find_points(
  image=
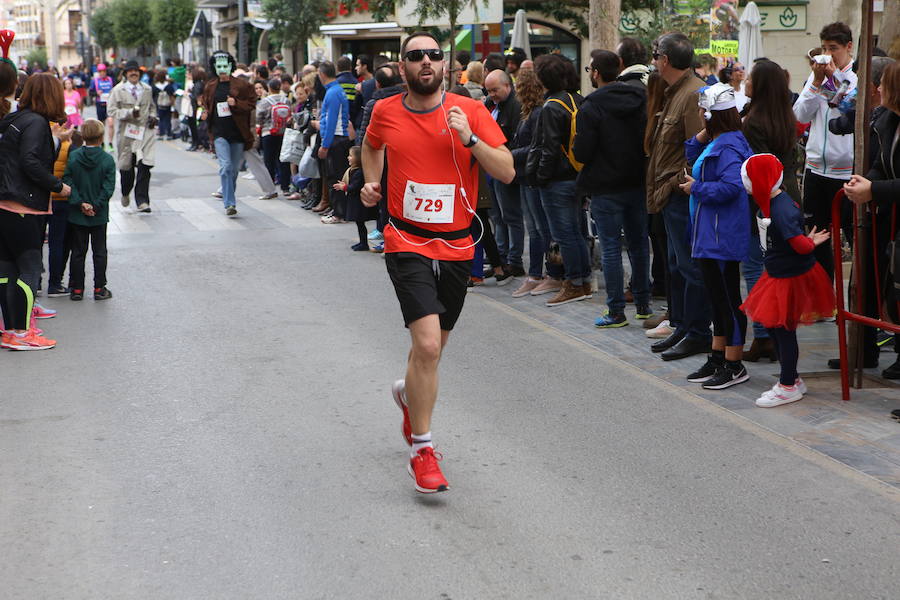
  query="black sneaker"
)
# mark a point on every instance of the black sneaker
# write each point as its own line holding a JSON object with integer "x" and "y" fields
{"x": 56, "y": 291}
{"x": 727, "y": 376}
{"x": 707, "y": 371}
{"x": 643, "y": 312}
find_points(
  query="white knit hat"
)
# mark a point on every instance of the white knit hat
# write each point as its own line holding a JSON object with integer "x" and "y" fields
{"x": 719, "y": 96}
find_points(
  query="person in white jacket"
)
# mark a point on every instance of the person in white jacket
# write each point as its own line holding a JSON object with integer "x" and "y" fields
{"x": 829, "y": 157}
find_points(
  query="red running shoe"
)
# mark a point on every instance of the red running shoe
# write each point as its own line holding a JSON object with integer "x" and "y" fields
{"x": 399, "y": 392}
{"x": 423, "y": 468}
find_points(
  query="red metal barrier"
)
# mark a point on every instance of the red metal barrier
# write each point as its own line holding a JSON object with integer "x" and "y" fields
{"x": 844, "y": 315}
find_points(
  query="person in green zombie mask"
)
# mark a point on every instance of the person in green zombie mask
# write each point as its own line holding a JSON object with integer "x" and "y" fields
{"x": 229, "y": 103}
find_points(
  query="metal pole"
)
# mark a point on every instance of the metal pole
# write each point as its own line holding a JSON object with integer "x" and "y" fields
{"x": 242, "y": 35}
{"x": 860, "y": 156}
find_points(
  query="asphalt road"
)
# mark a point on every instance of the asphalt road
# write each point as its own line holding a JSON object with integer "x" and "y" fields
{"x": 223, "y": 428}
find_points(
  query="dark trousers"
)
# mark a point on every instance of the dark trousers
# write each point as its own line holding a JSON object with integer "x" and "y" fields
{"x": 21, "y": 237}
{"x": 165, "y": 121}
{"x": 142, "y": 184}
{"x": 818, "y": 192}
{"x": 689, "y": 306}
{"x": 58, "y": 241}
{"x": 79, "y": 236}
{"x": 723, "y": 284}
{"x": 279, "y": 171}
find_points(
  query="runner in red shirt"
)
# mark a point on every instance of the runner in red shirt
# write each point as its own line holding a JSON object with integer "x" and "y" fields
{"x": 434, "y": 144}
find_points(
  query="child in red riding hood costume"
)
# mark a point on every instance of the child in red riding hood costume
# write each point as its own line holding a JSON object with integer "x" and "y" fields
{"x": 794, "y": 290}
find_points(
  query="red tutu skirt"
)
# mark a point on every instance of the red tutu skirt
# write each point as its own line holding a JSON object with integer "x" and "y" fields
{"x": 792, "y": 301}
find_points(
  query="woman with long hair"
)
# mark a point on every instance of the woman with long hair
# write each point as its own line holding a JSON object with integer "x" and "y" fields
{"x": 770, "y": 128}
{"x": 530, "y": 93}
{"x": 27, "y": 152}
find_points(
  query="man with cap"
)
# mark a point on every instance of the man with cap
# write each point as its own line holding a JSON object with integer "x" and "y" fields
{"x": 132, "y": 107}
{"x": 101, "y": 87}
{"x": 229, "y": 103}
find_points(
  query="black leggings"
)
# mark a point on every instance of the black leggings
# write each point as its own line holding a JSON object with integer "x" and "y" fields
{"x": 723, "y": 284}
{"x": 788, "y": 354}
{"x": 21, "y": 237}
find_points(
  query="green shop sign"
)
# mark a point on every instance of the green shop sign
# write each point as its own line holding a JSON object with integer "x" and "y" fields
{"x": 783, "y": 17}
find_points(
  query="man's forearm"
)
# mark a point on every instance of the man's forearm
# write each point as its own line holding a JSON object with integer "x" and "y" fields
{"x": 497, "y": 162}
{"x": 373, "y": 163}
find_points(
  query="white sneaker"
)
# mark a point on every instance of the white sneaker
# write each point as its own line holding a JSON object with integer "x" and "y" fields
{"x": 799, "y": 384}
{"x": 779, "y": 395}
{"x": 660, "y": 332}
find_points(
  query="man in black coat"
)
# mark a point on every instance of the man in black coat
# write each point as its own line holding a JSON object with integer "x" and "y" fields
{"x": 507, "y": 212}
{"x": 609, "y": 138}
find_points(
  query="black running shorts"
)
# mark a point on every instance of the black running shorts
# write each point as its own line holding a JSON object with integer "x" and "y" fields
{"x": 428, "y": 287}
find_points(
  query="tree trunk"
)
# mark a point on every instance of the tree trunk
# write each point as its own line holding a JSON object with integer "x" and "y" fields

Task requirements: A faithful copy of the records above, without images, is what to give back.

Answer below:
find_points(
  image=
  query="black sneaker"
)
# mark a point on every instance of the black sneaker
# write each point as its own line holding a JSON object with integer "x" and "y" fields
{"x": 56, "y": 291}
{"x": 727, "y": 376}
{"x": 707, "y": 371}
{"x": 643, "y": 312}
find_points(
  query="white knit hat"
)
# mark a point on every instance of the white knit hat
# write each point as its own line holding a JSON object with integer "x" and "y" fields
{"x": 719, "y": 96}
find_points(
  query="person in white jacket"
)
# mark a point on every instance of the person in white jacket
# write each point as its own line holding a JSON object with integer "x" and "y" fields
{"x": 829, "y": 157}
find_points(
  query="red running shoe"
)
# mark a point on every instance of the red running shoe
# write each point as its own line holding a JSON object with integer "x" and "y" fields
{"x": 399, "y": 392}
{"x": 423, "y": 468}
find_points(
  query="red metal barrier"
)
# mark a point on every instance of the red metal barrier
# write each point as its own line holding a JSON object with integer "x" and "y" fields
{"x": 844, "y": 315}
find_points(
  query="person in green zombie mask"
)
# mark a point on every instance of the person in green zombie mask
# write each point as its own line holding a JSON object with integer "x" and "y" fields
{"x": 229, "y": 103}
find_points(
  query="metal pole"
)
# mark a point on every instance of the metal pole
# write each point as its own line holding a JSON object with integer "x" and "y" fields
{"x": 242, "y": 35}
{"x": 860, "y": 156}
find_points(
  query="asphalt road"
)
# mark a point on every instance of the asphalt road
# write each point as its own line holding a JSON object with integer "x" and "y" fields
{"x": 223, "y": 428}
find_points(
  query="dark trousers"
)
# mark a point on every instance of the dark trousers
# write each point as its own line holding a JSON object with integer "x" and "y" fields
{"x": 21, "y": 237}
{"x": 165, "y": 121}
{"x": 142, "y": 184}
{"x": 818, "y": 192}
{"x": 689, "y": 306}
{"x": 58, "y": 241}
{"x": 79, "y": 236}
{"x": 723, "y": 284}
{"x": 279, "y": 171}
find_points(
  query="runner in red shirt"
)
# mark a point on every instance of the runner in red shirt
# write each point as its own line holding a JSON object with integer "x" and "y" fields
{"x": 434, "y": 144}
find_points(
  query="child in red riding hood costume"
)
# mark a point on every instance of the child in red riding hood costume
# write each point as its own line holding a JSON object with integer "x" and "y" fields
{"x": 794, "y": 290}
find_points(
  query="red tutu skirt"
)
# mark a point on every instance of the red tutu skirt
# write each point as its own line holding a JSON object with integer "x" and "y" fields
{"x": 792, "y": 301}
find_points(
  query="woman with long hair"
)
# mark a point on every instance of the woman with long hair
# write each point as its own line holding a JSON object with integer "x" and "y" fields
{"x": 770, "y": 128}
{"x": 530, "y": 93}
{"x": 27, "y": 152}
find_points(
  query="man with cap"
)
# mark a point on every instance of the man with cap
# write each point as its own line holding a JSON object with integer "x" and "y" fields
{"x": 132, "y": 107}
{"x": 101, "y": 87}
{"x": 229, "y": 103}
find_points(
  query="black leggings"
)
# mark a point on every instance of the black leggings
# write each point as its own line holding a JSON object with integer "x" and "y" fields
{"x": 723, "y": 284}
{"x": 788, "y": 354}
{"x": 21, "y": 237}
find_points(
  query="green shop sign"
)
# mark a point on every instance of the green shop sign
# write each point as its own line holding a JSON object with integer "x" and "y" fields
{"x": 783, "y": 17}
find_points(
  query="man's forearm"
)
# mark a point on every instance of the man's forearm
# write each point as its own line holding a JSON object with integer "x" and "y" fields
{"x": 497, "y": 162}
{"x": 373, "y": 163}
find_points(
  query="white sneaker"
)
# mark a point on every instance of the white sneaker
# write each point as its own line holding a JSON object with integer "x" and "y" fields
{"x": 799, "y": 384}
{"x": 779, "y": 395}
{"x": 660, "y": 332}
find_points(
  query="man in black coat"
)
# mark a point on every instance of the man in black coat
# write each point as its own line holding a JSON object with integer "x" and "y" fields
{"x": 507, "y": 212}
{"x": 609, "y": 138}
find_points(
  query="black running shorts"
)
# mark a point on every instance of the black running shorts
# write each point as its own line holding a JSON object with integer "x" and "y" fields
{"x": 428, "y": 287}
find_points(
  query="tree trunk"
)
# mark a point on every instance of the tree trunk
# write each point as its own line holding a JSON object with integer "x" and "y" fields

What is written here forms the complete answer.